Dataset: Begin
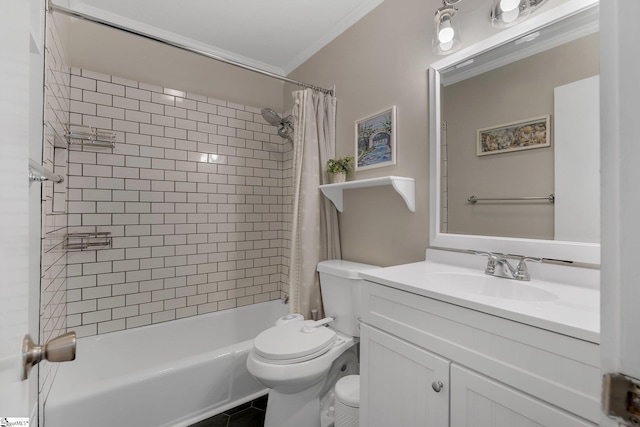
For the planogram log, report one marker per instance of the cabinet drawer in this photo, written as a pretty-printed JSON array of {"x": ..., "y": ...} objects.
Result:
[{"x": 555, "y": 368}]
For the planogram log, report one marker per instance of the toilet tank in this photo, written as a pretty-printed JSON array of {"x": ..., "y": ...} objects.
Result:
[{"x": 341, "y": 293}]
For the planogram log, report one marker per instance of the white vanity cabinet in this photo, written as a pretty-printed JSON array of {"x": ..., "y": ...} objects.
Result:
[
  {"x": 494, "y": 372},
  {"x": 396, "y": 378}
]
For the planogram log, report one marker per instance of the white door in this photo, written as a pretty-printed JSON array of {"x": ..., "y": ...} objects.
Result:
[
  {"x": 397, "y": 380},
  {"x": 20, "y": 61},
  {"x": 620, "y": 188},
  {"x": 577, "y": 176},
  {"x": 477, "y": 401}
]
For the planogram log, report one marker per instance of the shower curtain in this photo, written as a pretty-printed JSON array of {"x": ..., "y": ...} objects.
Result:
[{"x": 315, "y": 236}]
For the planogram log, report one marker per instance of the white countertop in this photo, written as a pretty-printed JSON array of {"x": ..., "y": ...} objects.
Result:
[{"x": 565, "y": 309}]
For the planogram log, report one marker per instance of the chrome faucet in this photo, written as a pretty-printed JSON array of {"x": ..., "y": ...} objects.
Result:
[{"x": 498, "y": 265}]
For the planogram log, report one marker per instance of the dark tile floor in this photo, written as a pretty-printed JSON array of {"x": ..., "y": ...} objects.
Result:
[{"x": 250, "y": 414}]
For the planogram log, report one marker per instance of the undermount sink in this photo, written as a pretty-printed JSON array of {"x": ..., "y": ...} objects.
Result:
[{"x": 489, "y": 286}]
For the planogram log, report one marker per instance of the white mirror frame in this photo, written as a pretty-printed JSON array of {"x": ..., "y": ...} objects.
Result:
[{"x": 588, "y": 253}]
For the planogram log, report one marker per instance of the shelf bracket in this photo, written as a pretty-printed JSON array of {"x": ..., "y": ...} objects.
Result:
[{"x": 403, "y": 186}]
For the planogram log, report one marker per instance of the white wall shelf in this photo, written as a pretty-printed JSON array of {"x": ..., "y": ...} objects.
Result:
[{"x": 406, "y": 187}]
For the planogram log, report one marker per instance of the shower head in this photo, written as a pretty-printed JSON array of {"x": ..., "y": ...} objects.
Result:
[
  {"x": 271, "y": 117},
  {"x": 284, "y": 124}
]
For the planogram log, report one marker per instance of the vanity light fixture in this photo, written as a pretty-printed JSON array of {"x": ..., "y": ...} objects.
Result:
[
  {"x": 506, "y": 13},
  {"x": 446, "y": 36}
]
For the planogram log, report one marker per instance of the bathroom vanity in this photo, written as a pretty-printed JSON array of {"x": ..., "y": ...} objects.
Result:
[{"x": 437, "y": 351}]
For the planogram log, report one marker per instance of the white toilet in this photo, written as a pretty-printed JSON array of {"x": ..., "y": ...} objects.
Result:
[{"x": 301, "y": 361}]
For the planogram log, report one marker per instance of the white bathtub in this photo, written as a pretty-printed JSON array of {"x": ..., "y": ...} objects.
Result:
[{"x": 169, "y": 374}]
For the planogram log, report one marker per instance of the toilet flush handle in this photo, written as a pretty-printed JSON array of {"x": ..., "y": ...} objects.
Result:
[{"x": 310, "y": 328}]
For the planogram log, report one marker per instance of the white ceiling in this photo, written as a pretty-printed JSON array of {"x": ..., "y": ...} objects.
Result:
[{"x": 273, "y": 35}]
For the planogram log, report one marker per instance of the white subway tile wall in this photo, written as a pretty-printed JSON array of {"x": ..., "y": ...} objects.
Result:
[
  {"x": 53, "y": 282},
  {"x": 196, "y": 194}
]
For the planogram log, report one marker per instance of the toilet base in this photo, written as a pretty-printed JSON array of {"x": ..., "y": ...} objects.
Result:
[{"x": 307, "y": 407}]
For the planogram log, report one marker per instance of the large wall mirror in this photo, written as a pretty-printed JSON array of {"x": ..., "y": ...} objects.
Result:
[{"x": 515, "y": 140}]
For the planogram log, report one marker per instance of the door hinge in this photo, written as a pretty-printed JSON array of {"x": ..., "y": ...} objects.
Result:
[{"x": 621, "y": 398}]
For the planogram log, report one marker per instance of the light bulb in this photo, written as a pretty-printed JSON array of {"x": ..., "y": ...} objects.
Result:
[
  {"x": 509, "y": 5},
  {"x": 445, "y": 47},
  {"x": 446, "y": 33},
  {"x": 510, "y": 16}
]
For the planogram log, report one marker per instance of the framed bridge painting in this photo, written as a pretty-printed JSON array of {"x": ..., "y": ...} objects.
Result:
[{"x": 376, "y": 140}]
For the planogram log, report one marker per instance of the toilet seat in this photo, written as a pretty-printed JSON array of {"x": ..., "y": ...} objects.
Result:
[{"x": 288, "y": 343}]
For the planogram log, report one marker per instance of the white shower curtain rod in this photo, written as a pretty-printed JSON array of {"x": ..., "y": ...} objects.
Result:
[{"x": 90, "y": 18}]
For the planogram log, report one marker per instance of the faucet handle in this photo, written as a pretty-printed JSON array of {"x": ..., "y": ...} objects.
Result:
[
  {"x": 491, "y": 263},
  {"x": 522, "y": 273}
]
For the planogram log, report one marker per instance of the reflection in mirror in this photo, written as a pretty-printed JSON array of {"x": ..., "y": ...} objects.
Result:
[{"x": 539, "y": 118}]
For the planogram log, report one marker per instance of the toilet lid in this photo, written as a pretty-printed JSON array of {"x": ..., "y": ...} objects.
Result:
[{"x": 289, "y": 344}]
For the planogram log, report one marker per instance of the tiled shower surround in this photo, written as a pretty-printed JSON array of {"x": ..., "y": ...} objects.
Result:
[
  {"x": 195, "y": 194},
  {"x": 53, "y": 265}
]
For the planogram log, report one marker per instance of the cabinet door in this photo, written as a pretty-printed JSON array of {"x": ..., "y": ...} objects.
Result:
[
  {"x": 477, "y": 401},
  {"x": 396, "y": 379}
]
Dataset: End
**Problem:**
Your task is to repeat exactly the lines from the beginning of the data to the line that contains "of the dark", both ends included, leaving out pictures.

**Exercise solution:**
For the planogram log, report one marker per instance of the cabinet drawer in this photo, written as a pretty-printed JSON array of {"x": ..., "y": ...} objects.
Result:
[{"x": 555, "y": 368}]
For the planogram log, report one marker per instance of the toilet tank in this photo, written as a pretty-printed JSON array of {"x": ..., "y": ...} objects.
Result:
[{"x": 341, "y": 293}]
For the planogram log, report one marker per instance of the white vanity cabinet in this photo, written as a pretty-printed JSON array of {"x": ..., "y": ...} objects.
Result:
[
  {"x": 494, "y": 372},
  {"x": 396, "y": 378}
]
For the planogram log, report one marker per instance of the white door in this photo, written as a pretty-printed JSON array of {"x": ..., "y": ...} objects.
Result:
[
  {"x": 397, "y": 380},
  {"x": 20, "y": 61},
  {"x": 620, "y": 188},
  {"x": 577, "y": 176},
  {"x": 477, "y": 401}
]
For the planogram log, report one marker per instance of the shower curtain in this photo, written as a pretty-printed JSON array of {"x": ..., "y": ...} objects.
Result:
[{"x": 315, "y": 236}]
For the planogram log, report one marker per instance of the white countertop in this photo, written as a pretty-printed JSON array of {"x": ..., "y": ...} objects.
Result:
[{"x": 565, "y": 309}]
For the planogram log, report one marker per instance of the chrome faucet in this photo, written as a pretty-printed JSON array of {"x": ..., "y": ...} objects.
Result:
[{"x": 498, "y": 265}]
For the planogram log, report one marker per instance of the dark tile floor in this photo, written as a pretty-printed JSON array of {"x": ..., "y": ...} objects.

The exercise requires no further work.